→ EXTRAIT:
--------

Nicole Mari le Lundi 15 Avril 2019 à 16:29

Près d’une cinquantaine de jeunes agriculteurs venus de toute la Corse ont occupé symboliquement, ce lundi matin, le domaine de Casabianca pour dénoncer l’exploitation illégale de parcelles par des « occupants déloyaux ». Après la polémique et la mobilisation déclenchées par Core in Fronte contre sa mise aux enchères, le domaine a été acheté par la SAFER en septembre dernier grâce à un fonds mis en place par la Collectivité de Corse. Il doit être divisé en parcelles à attribuer sur dossiers à de jeunes agriculteurs. Certains ont, de toute évidence, enjambé la procédure. La SAFER a décidé de porter plainte contre X.



Domaine de Casabianca : Des jeunes agriculteurs dénoncent une main basse sur des parcelles
C’est un nouveau rebondissement dans un domaine qui suscite toutes les convoitises. On pensait l’affaire entendue après le rachat en septembre dernier par la SAFER (Société d’aménagement foncier et d’établissement rural) du fameux domaine de Casabianca, plus connu sous le nom de Domaine Casanis, qui s’étend au lieu-dit Bravone entre le phare d’Alistro et l’étang de Diana, le long de la Route territoriale 10, sur une superficie de 469 hectares dont 220 hectares de vignoble. Placé en liquidation judiciaire en septembre 2017, sa mise aux enchères avait soulevé une émotion et une protestation quasi-générale dans l’île … et des suspicions de spéculation foncière et immobilière. Après l’alerte lancée par Core in Fronte et l’embrasement du monde agricole et politique, la Collectivité de Corse (CDC) est intervenue à travers l’ODARC (Office de développement agricole et rural de la Corse) et a mis en place un fonds de 800 000 € pour permettre à la SAFER de préempter et de procéder au rachat du domaine pour la somme de 1,6 million €. L’objectif de la CDC est de mettre ces fonds au service exclusif des jeunes agriculteurs qui n’ont pas de terrain. La SAFER est chargée de lotir et de redistribuer les lots après examen des dossiers de candidature par une Commission. Cette procédure définie, qui se veut en toute transparence, est toujours en cours.

--------

→ TRAVAIL À FAIRE: Poursuivez l'article ci-dessus sur le domaine de Casabianca, à la suite de sa dernière phrase. Ces données ne sont pas nécessaires.

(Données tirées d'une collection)

--------

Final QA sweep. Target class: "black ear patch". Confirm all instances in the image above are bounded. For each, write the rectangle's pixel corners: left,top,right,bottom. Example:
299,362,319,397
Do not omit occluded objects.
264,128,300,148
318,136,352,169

--------

→ RÉPONSE:
Une chasse aux terrains
Mais la polémique vient de resurgir, de façon totalement inattendue. Des agriculteurs confirmés, et pas des moindres, se seraient installés sans façon, de manière tout à fait arbitraire et illégale sur les terres qui ne leur ont jamais été attribuées et qui appartiennent toujours à la SAFER. C’est en tous cas ce que dénoncent la cinquantaine de jeunes agriculteurs, venus de toute l’île, pas seulement de Plaine Orientale, mais aussi de Casinca, de Corte, de Balagne… qui ont investi le vignoble, lundi matin. « Il y a des gens qui ont pris des intérêts sur les parcelles illégalement. Ils n’ont pas le droit d’occuper les terrains du Domaine de Casabianca. La CDC a acheté ces terres pour les jeunes agriculteurs qui n’en ont pas, elle a bien dit qu’en aucun cas, ce serait pour des agriculteurs qui ont déjà des dizaines ou des centaines d’hectares, qu’en aucun cas, ce serait une chasse aux terrains, comme le font ces gens-là. Ce ne sont pas des jeunes agriculteurs, ce sont des agriculteurs confirmés de la région. C’est déloyal ! » explique Fabien Lindori, un des porte-parole du groupe des jeunes agriculteurs. Le groupe a symboliquement occupé la parcelle de 40 hectares accaparée par un viticulteur, tout en précisant « Il y a d’autres agriculteurs qui se sont introduits sur d’autres parcelles ».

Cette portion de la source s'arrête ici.